*Excerpt to read:*
+ + +
Nike's new Tiger Woods ad, in which the voice of Woods' dead father seemingly asks Woods, who stares into the camera, what he has learned, has initially had one effect every advertiser wants. It has generated big buzz.
Not all of it has been good. Matter of fact, the ad set off an instant controversy, with many viewers finding it creepy or crass. (Just check out some of the comments on the Advertising Age site.)
The buzz is only likely to grow from reports that the voice-over of Earl Woods, the golfer's father, was actually spliced together from comments the elder Woods made in a 2004 documentary.
And the original comments were about the elder Woods' wife Kultida, not the world's most famous golfer.
An excerpt from ABC News' report:
In the documentary, Woods compares the personalities of his two parents. His father, he says, is "steely cold, icy, never gets emotional" and his mother is "more fiery, more of an extrovert."
The documentary then cuts to Earl Woods, then 72 and already showing the ravages of prostate cancer, talking about Kultida "Tida" Woods, his Thailand-born wife and Tiger's mother.
Earl's full quote in the film is: "Authoritarian. Yea, Tida is very authoritative. She is very definitive. 'Yes' and 'No.' I am more prone to be inquisitive, to promote discussion. I want to find out what you're thinking was, I want to find out what your feelings are and did you learn anything?"
Earl then adds, "So, we were two different types but we co-existed pretty well."
Nike essentially decided to deal with its superstar endorser's image problem, which boils down to his prior public persona being something of a marketer's fiction, by creating another marketing fiction.
Also, the disembodied voice of Earl Woods reminded me that there was another such voice amid the scandal — the golfer's voice on that infamous voicemail telling one of his mistresses to remove her name from her phone. That's probably not an effect Nike was after.
Update at 7 a.m. ET, April 9: Meanwhile, over at Planet Money, former ad executive Neal Burns says the spot is Nike's effort to "sustain its investment" in Woods and he thinks it does a good job of that.
+ + +
*Supplied records:*
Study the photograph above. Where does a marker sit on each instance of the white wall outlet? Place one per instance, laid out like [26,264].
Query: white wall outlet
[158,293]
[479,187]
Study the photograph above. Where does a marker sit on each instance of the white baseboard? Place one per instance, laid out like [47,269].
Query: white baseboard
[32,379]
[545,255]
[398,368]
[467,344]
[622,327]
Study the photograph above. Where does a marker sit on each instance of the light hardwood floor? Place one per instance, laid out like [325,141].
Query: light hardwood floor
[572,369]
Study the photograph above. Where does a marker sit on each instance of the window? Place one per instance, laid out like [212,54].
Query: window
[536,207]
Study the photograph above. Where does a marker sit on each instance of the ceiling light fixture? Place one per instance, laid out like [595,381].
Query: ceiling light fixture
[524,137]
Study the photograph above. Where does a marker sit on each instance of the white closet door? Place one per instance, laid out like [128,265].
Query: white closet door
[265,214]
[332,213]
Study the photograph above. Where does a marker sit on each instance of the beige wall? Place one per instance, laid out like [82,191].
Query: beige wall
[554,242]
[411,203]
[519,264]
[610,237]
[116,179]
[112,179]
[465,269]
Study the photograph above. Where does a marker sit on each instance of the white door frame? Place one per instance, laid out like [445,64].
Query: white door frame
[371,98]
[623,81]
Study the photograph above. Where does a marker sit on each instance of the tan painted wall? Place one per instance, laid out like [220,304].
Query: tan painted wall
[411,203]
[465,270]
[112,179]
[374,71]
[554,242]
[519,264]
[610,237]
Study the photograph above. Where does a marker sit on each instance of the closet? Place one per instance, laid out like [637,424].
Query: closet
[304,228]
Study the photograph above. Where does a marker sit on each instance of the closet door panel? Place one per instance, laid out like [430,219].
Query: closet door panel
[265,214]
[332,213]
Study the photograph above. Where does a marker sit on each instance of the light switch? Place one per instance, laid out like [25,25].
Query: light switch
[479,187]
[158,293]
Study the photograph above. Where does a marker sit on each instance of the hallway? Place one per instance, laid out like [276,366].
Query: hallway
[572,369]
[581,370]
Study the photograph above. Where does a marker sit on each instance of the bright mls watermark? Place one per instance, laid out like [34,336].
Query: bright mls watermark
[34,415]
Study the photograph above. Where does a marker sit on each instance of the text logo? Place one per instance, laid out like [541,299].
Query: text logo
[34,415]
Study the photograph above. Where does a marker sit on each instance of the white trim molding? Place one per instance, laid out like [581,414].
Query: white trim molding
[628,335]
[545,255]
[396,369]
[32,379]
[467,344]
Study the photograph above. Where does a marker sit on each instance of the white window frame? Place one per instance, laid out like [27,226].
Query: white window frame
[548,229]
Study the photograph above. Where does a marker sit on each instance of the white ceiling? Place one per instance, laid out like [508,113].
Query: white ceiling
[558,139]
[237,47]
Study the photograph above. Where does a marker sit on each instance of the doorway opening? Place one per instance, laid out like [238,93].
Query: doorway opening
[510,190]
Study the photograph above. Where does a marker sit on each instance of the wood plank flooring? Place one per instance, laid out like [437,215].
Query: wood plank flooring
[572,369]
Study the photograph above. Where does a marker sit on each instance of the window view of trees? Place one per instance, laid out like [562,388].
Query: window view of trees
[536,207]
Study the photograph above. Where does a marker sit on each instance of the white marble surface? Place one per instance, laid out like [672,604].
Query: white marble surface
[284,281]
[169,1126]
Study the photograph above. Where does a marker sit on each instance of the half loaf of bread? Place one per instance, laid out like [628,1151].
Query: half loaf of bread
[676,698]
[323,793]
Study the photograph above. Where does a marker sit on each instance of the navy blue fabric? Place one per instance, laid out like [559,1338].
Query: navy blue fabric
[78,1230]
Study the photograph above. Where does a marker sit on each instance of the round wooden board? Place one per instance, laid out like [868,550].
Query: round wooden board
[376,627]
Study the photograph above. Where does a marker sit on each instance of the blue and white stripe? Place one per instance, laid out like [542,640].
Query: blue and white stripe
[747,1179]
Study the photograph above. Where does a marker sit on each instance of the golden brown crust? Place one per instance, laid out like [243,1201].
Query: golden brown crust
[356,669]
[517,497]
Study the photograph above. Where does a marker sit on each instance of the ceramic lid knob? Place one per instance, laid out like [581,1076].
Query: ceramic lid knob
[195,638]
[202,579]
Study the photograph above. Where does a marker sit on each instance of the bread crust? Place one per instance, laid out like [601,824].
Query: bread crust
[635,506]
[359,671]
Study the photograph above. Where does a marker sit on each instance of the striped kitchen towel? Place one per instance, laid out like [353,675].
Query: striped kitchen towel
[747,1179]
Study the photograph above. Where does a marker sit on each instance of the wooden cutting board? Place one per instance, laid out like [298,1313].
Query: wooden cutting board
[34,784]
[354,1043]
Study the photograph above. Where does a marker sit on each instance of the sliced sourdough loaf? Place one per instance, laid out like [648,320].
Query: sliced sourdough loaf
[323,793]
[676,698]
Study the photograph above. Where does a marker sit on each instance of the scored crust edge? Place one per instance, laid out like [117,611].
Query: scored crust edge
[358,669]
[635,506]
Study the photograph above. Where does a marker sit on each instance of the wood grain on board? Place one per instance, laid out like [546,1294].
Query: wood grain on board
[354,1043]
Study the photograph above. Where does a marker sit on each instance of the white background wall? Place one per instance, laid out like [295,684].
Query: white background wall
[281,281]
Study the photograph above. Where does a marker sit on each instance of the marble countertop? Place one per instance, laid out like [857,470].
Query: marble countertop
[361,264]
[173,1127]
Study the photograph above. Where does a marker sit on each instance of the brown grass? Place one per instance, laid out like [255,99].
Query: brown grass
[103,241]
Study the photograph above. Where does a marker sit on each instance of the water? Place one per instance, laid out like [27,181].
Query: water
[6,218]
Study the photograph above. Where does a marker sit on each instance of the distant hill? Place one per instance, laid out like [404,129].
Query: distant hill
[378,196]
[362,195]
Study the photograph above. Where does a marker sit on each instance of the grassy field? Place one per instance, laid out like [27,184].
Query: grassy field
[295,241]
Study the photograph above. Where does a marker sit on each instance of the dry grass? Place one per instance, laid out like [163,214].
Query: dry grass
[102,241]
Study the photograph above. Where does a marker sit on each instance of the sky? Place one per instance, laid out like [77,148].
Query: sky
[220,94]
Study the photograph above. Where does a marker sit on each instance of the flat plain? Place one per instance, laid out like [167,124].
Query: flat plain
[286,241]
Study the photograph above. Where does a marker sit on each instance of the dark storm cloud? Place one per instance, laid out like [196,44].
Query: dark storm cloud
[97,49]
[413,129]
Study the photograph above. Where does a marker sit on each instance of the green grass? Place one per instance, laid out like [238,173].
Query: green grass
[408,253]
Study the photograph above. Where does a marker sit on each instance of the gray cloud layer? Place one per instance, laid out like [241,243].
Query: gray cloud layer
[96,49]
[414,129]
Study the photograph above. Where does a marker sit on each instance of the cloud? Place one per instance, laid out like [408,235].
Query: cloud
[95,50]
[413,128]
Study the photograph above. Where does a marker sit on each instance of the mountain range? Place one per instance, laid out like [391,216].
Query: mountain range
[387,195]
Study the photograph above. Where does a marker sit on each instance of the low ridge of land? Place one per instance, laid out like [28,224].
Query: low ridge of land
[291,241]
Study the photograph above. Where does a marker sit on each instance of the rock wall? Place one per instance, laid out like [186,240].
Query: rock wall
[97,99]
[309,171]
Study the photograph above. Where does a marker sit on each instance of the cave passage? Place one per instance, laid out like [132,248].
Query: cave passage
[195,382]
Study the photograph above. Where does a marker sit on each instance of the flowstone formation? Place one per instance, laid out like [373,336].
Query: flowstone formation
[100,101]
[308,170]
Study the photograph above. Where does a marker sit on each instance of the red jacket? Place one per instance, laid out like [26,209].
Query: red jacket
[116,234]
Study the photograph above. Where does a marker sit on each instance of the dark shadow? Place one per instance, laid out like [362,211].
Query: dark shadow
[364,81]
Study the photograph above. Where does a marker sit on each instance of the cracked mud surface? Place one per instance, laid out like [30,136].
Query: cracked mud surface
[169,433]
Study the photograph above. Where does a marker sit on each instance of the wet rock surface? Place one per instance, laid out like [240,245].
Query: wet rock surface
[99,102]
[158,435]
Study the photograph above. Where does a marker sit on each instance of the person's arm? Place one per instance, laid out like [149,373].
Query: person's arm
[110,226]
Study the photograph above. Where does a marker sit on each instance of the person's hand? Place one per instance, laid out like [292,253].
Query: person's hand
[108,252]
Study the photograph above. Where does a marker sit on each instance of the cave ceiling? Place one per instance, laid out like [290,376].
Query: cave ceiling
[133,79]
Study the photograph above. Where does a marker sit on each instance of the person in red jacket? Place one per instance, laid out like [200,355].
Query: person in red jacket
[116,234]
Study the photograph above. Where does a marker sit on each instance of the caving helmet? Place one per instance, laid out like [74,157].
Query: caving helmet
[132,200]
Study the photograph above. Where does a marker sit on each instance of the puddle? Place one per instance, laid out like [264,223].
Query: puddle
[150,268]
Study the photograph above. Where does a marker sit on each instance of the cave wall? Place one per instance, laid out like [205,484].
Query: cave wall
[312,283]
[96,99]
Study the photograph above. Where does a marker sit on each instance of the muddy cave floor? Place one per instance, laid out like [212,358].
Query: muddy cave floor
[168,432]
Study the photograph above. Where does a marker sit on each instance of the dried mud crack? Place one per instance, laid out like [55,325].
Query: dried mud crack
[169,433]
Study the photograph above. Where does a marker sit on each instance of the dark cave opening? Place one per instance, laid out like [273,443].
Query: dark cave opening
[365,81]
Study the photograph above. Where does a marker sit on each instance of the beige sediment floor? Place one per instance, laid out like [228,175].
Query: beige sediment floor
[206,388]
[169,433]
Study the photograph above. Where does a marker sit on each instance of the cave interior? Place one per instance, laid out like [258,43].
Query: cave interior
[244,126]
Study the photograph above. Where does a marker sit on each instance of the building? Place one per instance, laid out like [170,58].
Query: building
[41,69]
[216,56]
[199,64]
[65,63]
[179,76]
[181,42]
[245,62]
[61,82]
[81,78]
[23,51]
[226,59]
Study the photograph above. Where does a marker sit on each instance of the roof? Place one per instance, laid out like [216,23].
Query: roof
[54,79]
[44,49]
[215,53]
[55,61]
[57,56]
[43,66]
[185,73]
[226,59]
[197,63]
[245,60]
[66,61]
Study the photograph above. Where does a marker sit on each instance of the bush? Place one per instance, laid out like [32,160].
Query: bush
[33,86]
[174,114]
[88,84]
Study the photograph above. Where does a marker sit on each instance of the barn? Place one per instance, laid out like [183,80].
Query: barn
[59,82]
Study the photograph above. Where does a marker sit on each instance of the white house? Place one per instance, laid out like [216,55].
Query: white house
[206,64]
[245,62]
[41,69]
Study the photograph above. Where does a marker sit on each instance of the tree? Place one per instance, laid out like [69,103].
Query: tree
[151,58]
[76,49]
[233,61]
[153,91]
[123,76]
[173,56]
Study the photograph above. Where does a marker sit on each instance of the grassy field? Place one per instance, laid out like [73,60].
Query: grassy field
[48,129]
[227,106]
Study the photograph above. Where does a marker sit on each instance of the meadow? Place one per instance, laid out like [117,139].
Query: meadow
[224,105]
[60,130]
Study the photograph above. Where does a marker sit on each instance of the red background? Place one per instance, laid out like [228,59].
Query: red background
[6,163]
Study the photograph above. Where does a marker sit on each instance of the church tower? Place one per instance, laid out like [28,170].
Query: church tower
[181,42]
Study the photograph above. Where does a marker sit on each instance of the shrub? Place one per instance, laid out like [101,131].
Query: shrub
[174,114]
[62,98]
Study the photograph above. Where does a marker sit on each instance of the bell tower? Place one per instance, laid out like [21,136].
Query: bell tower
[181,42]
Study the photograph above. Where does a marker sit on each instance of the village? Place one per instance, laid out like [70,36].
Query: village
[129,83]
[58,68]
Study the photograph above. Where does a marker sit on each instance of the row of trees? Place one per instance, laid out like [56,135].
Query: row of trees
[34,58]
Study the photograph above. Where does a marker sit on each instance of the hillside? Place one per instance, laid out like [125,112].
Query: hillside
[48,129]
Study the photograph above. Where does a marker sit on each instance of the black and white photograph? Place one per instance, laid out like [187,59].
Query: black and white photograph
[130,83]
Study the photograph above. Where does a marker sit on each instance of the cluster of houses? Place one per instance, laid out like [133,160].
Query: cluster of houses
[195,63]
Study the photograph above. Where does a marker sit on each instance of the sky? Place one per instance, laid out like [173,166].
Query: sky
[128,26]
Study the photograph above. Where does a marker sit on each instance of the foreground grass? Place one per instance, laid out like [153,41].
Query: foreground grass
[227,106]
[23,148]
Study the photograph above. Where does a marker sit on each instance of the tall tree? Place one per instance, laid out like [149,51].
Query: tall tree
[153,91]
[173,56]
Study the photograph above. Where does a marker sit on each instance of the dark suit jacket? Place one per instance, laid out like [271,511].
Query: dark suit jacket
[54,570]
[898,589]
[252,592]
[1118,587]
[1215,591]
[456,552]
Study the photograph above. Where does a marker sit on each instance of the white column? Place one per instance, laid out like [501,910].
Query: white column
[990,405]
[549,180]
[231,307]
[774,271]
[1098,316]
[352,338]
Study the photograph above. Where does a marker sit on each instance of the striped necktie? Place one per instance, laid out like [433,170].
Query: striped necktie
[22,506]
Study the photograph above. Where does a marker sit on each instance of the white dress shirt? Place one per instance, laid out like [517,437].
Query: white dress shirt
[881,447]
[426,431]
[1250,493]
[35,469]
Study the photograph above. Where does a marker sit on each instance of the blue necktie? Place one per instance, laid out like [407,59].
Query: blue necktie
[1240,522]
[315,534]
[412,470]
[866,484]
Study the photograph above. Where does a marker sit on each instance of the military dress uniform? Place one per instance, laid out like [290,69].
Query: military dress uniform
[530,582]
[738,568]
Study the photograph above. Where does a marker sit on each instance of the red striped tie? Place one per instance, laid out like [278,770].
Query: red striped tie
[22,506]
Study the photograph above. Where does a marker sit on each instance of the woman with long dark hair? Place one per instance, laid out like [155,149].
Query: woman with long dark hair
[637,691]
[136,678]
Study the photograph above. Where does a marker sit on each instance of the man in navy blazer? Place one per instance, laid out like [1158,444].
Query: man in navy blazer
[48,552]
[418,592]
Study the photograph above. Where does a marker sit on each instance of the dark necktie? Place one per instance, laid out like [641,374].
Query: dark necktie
+ + +
*Complete the following:*
1: Decide whether each statement agrees with the article on Nike's Tiger Woods ad, answering yes or no and quoting the deciding words: (a) The ad's voice-over was assembled from remarks Earl Woods made in a 2004 documentary. (b) Earl Woods' original remarks were about Tiger Woods. (c) Neal Burns believes the spot does a poor job of sustaining Nike's investment in Woods.
2: Reproduce the passage of the article on Nike's Tiger Woods ad, starting with "The documentary then" and going on through "another marketing fiction.".
The records above come from a source unrelated to the article on Nike's Tiger Woods ad.

*Written answers:*
1:
(a) Yes: "the voice-over of Earl Woods, the golfer's father, was actually spliced together from comments the elder Woods made in a 2004 documentary."
(b) No: "the original comments were about the elder Woods' wife Kultida, not the world's most famous golfer."
(c) No: "he thinks it does a good job of that."

2:
The documentary then cuts to Earl Woods, then 72 and already showing the ravages of prostate cancer, talking about Kultida "Tida" Woods, his Thailand-born wife and Tiger's mother.
Earl's full quote in the film is: "Authoritarian. Yea, Tida is very authoritative. She is very definitive. 'Yes' and 'No.' I am more prone to be inquisitive, to promote discussion. I want to find out what you're thinking was, I want to find out what your feelings are and did you learn anything?"
Earl then adds, "So, we were two different types but we co-existed pretty well."
Nike essentially decided to deal with its superstar endorser's image problem, which boils down to his prior public persona being something of a marketer's fiction, by creating another marketing fiction.